* [Task to carry out]
In the material below, repeat only the lines from the one that holds "Can you find the wet rock?" through the final line, exactly as they stand.

* [Material for this task]

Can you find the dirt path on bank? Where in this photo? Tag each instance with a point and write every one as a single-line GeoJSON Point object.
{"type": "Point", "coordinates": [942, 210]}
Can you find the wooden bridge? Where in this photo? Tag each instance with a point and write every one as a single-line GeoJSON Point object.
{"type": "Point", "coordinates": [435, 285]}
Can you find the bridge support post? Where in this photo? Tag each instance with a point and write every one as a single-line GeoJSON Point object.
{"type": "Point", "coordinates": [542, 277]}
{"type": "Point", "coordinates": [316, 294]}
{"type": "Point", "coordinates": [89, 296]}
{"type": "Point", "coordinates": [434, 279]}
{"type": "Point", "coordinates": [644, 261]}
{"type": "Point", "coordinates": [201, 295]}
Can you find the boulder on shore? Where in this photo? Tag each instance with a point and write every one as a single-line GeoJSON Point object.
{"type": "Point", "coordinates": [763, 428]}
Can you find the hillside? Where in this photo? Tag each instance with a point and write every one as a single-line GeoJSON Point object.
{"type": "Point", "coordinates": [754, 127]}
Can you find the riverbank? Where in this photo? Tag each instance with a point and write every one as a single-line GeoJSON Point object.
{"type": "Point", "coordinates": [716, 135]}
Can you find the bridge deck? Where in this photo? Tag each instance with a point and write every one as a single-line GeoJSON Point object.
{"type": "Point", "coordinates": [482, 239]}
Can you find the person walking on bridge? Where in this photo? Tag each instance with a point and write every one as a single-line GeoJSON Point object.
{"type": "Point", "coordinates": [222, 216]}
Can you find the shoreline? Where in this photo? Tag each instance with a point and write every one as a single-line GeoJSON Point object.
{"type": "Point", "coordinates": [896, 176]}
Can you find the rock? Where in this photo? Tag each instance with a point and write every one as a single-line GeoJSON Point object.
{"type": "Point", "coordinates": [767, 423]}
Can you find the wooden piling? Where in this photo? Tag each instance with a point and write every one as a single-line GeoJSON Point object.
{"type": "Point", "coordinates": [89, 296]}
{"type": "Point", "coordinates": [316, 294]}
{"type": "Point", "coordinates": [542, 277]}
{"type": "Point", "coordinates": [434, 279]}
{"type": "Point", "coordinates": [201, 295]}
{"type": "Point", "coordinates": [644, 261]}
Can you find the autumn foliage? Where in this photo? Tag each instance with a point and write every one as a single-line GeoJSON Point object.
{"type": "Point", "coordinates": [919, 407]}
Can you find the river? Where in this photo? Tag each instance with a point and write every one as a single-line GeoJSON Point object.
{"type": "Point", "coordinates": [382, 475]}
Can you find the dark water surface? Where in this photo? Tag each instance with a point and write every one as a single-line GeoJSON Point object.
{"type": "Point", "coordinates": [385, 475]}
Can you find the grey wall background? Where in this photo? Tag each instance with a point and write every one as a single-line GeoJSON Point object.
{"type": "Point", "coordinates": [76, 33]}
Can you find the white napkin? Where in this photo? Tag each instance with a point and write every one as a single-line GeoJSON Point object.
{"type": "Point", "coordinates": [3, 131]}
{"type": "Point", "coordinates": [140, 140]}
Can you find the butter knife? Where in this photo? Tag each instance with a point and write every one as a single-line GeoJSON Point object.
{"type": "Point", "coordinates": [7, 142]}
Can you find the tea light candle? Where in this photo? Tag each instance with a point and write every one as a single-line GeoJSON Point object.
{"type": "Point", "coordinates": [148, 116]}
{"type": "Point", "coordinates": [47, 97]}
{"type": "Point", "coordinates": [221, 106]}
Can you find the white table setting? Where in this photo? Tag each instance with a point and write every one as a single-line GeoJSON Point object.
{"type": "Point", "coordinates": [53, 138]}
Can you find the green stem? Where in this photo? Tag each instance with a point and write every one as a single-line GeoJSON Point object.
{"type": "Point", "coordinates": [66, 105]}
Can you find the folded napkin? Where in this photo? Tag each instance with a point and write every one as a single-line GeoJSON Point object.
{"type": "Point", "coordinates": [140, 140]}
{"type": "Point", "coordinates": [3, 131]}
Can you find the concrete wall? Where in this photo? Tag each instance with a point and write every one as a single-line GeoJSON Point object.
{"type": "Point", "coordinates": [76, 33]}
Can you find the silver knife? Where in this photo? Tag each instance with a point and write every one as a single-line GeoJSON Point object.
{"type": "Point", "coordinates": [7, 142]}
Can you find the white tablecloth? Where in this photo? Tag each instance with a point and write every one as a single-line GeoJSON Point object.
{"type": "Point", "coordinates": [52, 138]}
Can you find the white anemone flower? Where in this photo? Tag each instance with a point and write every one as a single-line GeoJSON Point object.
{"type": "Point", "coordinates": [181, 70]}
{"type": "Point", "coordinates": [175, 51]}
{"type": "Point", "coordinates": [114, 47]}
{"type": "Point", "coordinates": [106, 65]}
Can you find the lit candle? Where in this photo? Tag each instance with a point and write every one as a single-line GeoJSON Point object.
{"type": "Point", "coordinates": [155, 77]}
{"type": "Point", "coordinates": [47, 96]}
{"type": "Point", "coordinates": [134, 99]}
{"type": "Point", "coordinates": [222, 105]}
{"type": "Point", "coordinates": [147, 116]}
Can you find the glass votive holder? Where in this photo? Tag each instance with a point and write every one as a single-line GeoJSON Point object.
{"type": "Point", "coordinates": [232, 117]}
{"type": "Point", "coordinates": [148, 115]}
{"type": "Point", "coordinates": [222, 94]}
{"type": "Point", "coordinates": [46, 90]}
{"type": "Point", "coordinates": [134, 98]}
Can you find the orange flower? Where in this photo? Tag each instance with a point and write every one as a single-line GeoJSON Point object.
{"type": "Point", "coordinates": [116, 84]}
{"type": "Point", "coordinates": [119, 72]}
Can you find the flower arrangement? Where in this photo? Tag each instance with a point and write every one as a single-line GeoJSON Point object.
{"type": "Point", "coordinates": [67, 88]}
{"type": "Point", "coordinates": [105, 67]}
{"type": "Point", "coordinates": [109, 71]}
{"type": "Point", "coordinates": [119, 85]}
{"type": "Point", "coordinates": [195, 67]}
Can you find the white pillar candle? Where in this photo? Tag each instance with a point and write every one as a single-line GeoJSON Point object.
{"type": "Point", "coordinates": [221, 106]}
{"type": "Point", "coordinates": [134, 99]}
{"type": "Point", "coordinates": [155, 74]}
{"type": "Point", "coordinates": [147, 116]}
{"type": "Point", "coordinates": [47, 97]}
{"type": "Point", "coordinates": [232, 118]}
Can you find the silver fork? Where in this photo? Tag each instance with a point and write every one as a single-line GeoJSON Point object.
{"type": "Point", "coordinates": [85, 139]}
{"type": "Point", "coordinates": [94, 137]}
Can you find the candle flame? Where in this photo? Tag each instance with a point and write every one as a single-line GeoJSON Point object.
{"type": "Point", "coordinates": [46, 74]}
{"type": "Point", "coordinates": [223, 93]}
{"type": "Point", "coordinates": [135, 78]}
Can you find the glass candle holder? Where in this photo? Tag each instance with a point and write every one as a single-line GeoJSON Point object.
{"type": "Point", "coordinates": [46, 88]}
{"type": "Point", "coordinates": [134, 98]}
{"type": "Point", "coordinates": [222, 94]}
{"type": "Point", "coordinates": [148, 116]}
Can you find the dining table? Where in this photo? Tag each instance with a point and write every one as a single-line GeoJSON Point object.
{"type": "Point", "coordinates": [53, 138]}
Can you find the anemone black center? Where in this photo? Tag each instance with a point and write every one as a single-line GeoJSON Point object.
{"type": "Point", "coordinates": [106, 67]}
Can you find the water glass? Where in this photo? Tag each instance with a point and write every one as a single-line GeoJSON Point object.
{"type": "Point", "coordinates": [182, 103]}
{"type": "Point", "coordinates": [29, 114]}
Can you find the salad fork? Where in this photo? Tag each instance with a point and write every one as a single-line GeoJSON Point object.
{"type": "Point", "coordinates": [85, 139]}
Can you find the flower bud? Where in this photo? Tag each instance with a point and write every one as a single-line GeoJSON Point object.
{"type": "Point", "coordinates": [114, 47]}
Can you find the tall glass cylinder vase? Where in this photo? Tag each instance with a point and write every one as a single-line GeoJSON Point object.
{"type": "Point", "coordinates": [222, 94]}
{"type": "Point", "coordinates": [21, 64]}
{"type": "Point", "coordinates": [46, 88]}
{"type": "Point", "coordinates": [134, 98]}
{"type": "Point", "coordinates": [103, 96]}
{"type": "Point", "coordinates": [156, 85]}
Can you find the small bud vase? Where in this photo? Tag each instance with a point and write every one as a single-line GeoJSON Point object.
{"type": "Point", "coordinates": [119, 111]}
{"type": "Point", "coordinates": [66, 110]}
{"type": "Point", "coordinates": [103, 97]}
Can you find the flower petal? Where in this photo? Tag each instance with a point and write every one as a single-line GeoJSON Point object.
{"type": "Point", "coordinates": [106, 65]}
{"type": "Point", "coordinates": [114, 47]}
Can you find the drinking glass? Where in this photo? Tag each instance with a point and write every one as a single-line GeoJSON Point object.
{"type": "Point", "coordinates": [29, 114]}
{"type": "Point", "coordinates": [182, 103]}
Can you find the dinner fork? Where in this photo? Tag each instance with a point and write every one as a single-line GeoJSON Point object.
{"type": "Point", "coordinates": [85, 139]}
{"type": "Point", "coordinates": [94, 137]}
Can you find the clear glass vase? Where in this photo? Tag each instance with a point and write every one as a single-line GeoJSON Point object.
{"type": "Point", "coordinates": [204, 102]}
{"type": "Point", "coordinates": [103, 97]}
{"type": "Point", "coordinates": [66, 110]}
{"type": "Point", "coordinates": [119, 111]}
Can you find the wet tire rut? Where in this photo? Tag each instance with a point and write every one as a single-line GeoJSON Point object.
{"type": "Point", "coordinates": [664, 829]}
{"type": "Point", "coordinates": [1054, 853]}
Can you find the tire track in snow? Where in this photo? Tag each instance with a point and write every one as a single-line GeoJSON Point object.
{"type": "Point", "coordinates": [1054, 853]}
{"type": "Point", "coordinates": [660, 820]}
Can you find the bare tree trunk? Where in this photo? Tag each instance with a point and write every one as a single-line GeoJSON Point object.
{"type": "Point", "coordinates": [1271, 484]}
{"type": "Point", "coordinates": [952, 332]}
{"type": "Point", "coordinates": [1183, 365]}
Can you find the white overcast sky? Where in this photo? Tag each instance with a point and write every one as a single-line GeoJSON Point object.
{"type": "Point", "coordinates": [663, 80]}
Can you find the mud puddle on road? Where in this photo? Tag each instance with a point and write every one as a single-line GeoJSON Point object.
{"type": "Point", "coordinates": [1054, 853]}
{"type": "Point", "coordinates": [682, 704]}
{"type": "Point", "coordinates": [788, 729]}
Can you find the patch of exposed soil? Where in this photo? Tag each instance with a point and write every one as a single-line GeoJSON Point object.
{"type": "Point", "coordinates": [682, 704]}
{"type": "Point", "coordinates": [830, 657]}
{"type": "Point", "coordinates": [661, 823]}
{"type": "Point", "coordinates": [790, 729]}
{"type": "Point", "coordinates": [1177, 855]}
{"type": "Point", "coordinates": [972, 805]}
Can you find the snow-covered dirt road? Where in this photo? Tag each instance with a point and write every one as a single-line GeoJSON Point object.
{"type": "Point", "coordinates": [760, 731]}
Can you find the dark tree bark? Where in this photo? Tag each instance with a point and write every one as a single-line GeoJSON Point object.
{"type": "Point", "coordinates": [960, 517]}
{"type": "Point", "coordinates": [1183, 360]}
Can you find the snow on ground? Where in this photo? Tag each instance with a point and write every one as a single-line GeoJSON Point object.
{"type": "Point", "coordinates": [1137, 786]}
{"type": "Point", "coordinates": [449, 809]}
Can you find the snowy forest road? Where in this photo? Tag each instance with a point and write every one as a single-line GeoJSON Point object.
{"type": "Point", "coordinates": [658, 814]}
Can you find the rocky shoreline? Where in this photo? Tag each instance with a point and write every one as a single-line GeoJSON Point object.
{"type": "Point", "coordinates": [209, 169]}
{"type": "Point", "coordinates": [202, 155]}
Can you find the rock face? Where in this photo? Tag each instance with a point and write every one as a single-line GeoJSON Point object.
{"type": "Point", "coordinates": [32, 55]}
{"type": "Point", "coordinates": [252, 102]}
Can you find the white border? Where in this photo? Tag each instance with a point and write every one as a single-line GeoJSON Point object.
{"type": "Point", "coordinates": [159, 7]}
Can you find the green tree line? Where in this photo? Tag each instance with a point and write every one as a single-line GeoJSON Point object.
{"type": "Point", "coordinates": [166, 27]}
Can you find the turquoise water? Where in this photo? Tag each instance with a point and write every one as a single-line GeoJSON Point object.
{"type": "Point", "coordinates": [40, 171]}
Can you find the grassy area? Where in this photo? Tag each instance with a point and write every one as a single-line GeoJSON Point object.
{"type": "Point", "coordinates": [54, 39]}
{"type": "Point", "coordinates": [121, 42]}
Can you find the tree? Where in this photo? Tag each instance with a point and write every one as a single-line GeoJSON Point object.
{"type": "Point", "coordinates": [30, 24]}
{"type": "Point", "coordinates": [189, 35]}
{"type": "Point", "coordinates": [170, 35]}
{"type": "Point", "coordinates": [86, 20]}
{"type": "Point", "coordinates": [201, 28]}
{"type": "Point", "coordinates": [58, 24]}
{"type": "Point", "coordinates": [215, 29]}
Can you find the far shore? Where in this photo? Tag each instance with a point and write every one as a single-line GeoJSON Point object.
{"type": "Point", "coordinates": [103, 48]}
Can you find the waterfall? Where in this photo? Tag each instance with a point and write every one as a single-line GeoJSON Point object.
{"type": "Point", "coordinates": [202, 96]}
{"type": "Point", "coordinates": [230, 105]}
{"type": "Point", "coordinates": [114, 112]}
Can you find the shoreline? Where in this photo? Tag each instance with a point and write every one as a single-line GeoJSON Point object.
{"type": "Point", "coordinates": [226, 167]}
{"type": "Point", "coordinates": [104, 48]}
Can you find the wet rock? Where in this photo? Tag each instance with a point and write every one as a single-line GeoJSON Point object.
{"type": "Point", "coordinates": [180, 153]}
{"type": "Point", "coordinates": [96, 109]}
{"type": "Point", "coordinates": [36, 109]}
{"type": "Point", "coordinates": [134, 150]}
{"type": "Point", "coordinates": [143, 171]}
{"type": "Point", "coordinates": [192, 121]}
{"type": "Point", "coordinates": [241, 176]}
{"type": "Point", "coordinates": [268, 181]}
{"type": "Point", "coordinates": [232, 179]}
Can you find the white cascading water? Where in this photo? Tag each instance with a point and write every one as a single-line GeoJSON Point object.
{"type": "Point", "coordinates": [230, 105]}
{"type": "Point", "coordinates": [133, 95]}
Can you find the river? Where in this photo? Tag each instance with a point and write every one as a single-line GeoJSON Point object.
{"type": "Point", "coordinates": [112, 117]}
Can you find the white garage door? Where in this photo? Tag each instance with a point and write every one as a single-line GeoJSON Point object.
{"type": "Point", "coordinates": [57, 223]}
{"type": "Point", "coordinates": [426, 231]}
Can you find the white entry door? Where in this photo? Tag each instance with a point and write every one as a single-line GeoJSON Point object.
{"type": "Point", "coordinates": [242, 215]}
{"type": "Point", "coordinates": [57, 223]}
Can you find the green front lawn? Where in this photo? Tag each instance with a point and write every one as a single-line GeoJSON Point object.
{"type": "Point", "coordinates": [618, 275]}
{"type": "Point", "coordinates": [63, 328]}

* [The response]
Can you find the wet rock? Where in this photo? Tag each instance with a point and write every one as a single-line GeoJSON Point object.
{"type": "Point", "coordinates": [180, 153]}
{"type": "Point", "coordinates": [96, 109]}
{"type": "Point", "coordinates": [36, 109]}
{"type": "Point", "coordinates": [134, 150]}
{"type": "Point", "coordinates": [143, 171]}
{"type": "Point", "coordinates": [192, 121]}
{"type": "Point", "coordinates": [241, 176]}
{"type": "Point", "coordinates": [268, 181]}
{"type": "Point", "coordinates": [232, 179]}
Can you find the white cascading water? Where in this photo? Tag each instance with a point and write every one as a single-line GeoJSON Point object.
{"type": "Point", "coordinates": [230, 105]}
{"type": "Point", "coordinates": [133, 95]}
Can you find the river? Where in this photo? Tag each instance with a point and write every one as a single-line GeoJSON Point object.
{"type": "Point", "coordinates": [112, 117]}
Can you find the white garage door? Where in this photo? Tag each instance with a point and write every one as a single-line GeoJSON Point object.
{"type": "Point", "coordinates": [57, 223]}
{"type": "Point", "coordinates": [426, 231]}
Can you find the white entry door? Where in this photo? Tag each instance with a point and write every one as a single-line GeoJSON Point object.
{"type": "Point", "coordinates": [242, 215]}
{"type": "Point", "coordinates": [57, 223]}
Can you find the green front lawn? Where in this photo? Tag each instance with a point and write every one as a single-line GeoJSON Point object.
{"type": "Point", "coordinates": [618, 275]}
{"type": "Point", "coordinates": [63, 328]}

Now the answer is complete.